» **Document passage**
##########
Staveley’s 100k Arthritis journey

Leeds Rhinos Women’s second-rower Aimee Staveley is putting her lockdown time to good use by raising money for a cause close to her heart.

Having been furloughed from her job as an assistant manager at a branch of Specsavers, Staveley has vowed to run a total of 100K throughout May to raise money for the charity Versus Arthritis.

Having suffered from the autoimmune disease herself for almost nine years, Staveley is hoping that her fundraising efforts can help raise awareness for the condition that affects so many lives every day.

“This lockdown has given me chance to work on myself and my fitness, and I have really loved my running during all this,” Staveley told

“I’d seen other people doing 50k or 60k challenges and I just decided to round that up and set myself a decent challenge.

“I won’t be incorporating what I do as part of training with the Rhinos, so the 100k will be on top of what I do for that.
##########
» **What the exercise asks**
Pick up the article about Aimee Staveley's 100K fundraising run right after its last sentence and write the next few paragraphs.

(Extracted records)
##########
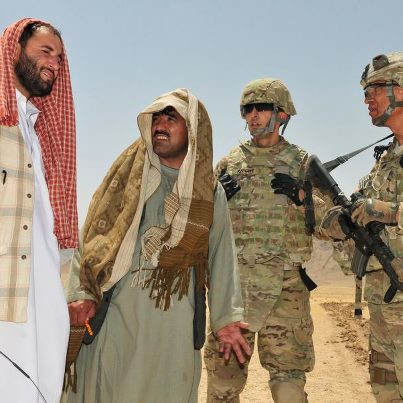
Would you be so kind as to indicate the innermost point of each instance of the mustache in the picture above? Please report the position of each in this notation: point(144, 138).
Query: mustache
point(163, 132)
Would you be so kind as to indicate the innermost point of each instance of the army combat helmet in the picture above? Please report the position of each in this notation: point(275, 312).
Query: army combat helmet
point(268, 91)
point(385, 71)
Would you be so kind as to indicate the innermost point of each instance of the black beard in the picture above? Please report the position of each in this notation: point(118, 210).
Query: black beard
point(27, 73)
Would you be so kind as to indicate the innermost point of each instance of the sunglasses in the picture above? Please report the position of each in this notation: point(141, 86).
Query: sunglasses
point(245, 109)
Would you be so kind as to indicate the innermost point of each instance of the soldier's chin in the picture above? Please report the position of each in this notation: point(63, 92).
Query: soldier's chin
point(260, 132)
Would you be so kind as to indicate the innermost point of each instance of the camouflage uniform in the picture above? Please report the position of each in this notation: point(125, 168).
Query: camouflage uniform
point(385, 183)
point(271, 243)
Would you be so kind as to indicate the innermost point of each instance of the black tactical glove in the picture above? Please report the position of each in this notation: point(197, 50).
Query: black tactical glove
point(287, 185)
point(229, 184)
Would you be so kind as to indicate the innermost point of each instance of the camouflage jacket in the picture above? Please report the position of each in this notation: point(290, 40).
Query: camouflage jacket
point(385, 182)
point(265, 224)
##########
» **Answer below**
“We are doing three Zoom sessions a week with the Rhinos and if I feel ok after them I’ll try to do a 5k run, but on my rest days, I’ll get in a 10k. So I’m am just seeing how I feel each day as to how I break it all up.

“I live in Bramley, and the canal is only about 2k from where I live. It means I can run through Fall Woods, down to the canal and then along in the direction of Greengates, and then back or sometimes run back along the road.

“I have got Psoriatic Arthritis and was diagnosed when I was 22.

“It started in my feet and I really didn’t know what it was. It got so bad I could barely walk and when I first woke up I had to crawl to the bathroom. The pain was it was excruciating.

“But I am on medication now – a methotrexate – a type of chemotherapy drug that helps to suppress the immune system and that has helped regulate it, and for four or five years now It has been fairly stable.

“I will never forget how I felt when I was first diagnosed and now I appreciate just being able to walk.

“Not many people really know about arthritis, or that can affect younger people as well I just want to help to raise awareness. It happens to people of all ages and I’m sure most people out there will probably know someone who suffers with it.

“Even though it’s a widespread disease, I don’t think people realise it can be as tough physiologically as it is physically. You do get the bad days when you’re in so much pain, but the fatigue you can get with it as well is sometimes even worse than the pain. As a sufferer, I do get the down days, but I know I have got to keep pushing through.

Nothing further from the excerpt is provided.